## Work to complete
A – Summarize the forum thread in two sentences.
B – In the forum thread, reproduce the passage starting at "To see where" and ending at "(1) \(\displaystyle \sum F_x=F_x-f_k=0\)".
C – Rewrite the paragraph of the forum thread that begins "I don't think you would get a 3d graph" as a short list that keeps its main points.

## Provided text
>> Begin
Am sure this is a common problem in Physics but it was put in with exercises in Calculus

Anyway curious how this is solved...

Hi karush, :)

I don't think you would get a 3d graph because there's only one independent variable. \(W\) and \(\mu\) are constants. So \(F\) only depends on \(\theta\). All you got to do is find the derivative of \(F\) with respect to \(\theta\) and use the first derivative test or the second derivative test. Hope you can continue. :)
 
  • #3
Re: Show that F is mininized when tan \theta = \mu

To see where this equation comes from, consider the following free-body diagram:

View attachment 1657

Using the conditions of equilibrium (there are no unbalanced forces), we may use Newton's second law of motion along the two components (horizontal and vertical):

(1) \(\displaystyle \sum F_x=F_x-f_k=0\)
>> End
## Records excerpted from a collection
>> Begin
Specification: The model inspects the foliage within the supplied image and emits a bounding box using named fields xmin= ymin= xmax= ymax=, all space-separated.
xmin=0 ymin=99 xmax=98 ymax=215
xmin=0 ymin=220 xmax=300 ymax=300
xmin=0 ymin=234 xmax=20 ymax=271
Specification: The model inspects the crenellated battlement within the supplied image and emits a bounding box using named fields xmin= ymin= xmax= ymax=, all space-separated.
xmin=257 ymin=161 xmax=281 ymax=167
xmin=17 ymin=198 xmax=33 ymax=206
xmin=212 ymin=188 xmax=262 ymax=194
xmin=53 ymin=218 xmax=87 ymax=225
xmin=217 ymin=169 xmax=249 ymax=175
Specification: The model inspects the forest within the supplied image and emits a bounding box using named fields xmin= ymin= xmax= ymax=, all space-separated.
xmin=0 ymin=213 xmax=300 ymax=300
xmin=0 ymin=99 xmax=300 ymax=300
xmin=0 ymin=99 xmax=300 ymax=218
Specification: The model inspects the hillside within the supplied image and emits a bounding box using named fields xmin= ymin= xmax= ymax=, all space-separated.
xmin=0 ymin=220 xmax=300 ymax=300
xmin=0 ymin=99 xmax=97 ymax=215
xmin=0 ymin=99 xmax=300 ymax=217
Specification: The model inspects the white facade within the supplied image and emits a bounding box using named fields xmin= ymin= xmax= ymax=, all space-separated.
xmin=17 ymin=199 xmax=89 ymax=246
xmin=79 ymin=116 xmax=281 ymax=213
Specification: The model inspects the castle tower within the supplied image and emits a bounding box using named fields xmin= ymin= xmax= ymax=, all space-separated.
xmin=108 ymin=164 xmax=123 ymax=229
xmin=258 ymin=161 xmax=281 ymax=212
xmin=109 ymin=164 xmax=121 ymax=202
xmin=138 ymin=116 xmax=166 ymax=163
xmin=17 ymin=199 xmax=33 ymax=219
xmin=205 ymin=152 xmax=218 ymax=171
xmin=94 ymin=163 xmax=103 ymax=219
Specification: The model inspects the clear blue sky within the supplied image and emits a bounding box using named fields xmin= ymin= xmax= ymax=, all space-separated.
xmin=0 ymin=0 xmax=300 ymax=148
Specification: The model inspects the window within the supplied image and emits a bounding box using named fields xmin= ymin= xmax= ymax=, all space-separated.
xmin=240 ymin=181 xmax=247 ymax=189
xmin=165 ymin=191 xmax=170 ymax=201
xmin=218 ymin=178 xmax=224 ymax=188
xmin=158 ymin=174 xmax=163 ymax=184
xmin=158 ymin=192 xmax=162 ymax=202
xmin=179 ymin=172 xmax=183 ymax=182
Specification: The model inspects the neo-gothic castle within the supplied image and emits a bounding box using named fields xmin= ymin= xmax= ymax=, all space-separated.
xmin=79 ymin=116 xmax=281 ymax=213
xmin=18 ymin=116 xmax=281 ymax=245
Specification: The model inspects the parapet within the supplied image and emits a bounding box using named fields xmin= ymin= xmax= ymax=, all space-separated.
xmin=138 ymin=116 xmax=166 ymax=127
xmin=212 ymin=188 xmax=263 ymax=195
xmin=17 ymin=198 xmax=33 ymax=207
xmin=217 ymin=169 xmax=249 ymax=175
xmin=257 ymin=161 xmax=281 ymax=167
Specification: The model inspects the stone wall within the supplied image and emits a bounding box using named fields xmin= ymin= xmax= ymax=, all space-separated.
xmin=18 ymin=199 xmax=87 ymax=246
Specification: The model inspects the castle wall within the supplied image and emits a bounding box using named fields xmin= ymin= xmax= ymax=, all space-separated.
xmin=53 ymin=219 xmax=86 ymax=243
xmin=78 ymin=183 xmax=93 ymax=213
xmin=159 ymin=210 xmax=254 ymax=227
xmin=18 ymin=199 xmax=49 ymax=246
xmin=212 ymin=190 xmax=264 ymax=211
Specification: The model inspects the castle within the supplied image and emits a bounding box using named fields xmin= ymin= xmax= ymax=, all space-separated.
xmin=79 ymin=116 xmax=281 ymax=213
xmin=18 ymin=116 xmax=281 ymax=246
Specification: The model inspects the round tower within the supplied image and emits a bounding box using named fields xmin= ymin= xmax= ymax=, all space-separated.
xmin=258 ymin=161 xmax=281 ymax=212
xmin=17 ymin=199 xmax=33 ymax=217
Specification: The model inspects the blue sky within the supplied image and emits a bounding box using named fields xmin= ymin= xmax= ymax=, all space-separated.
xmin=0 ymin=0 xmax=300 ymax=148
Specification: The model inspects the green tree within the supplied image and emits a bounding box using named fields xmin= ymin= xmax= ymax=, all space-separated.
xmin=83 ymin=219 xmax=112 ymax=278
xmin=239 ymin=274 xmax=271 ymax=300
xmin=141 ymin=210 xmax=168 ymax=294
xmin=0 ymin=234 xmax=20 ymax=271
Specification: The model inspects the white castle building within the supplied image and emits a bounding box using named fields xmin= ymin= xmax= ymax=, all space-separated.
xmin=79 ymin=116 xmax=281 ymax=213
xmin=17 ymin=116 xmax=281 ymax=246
>> End
## Replies
A – A poster says a problem that is surely common in physics was placed among calculus exercises and asks how it is solved. One reply says there is no 3D graph because W and μ are constants, so F depends only on θ and the first or second derivative test applies to dF/dθ, while another begins explaining the equation with a free-body diagram and Newton's second law along horizontal and vertical components.

B –
To see where this equation comes from, consider the following free-body diagram:

View attachment 1657

Using the conditions of equilibrium (there are no unbalanced forces), we may use Newton's second law of motion along the two components (horizontal and vertical):

(1) \(\displaystyle \sum F_x=F_x-f_k=0\)

C –
- No 3D graph results, because there is only one independent variable.
- \(W\) and \(\mu\) are constants, so \(F\) depends only on \(\theta\).
- Find the derivative of \(F\) with respect to \(\theta\).
- Apply the first derivative test or the second derivative test.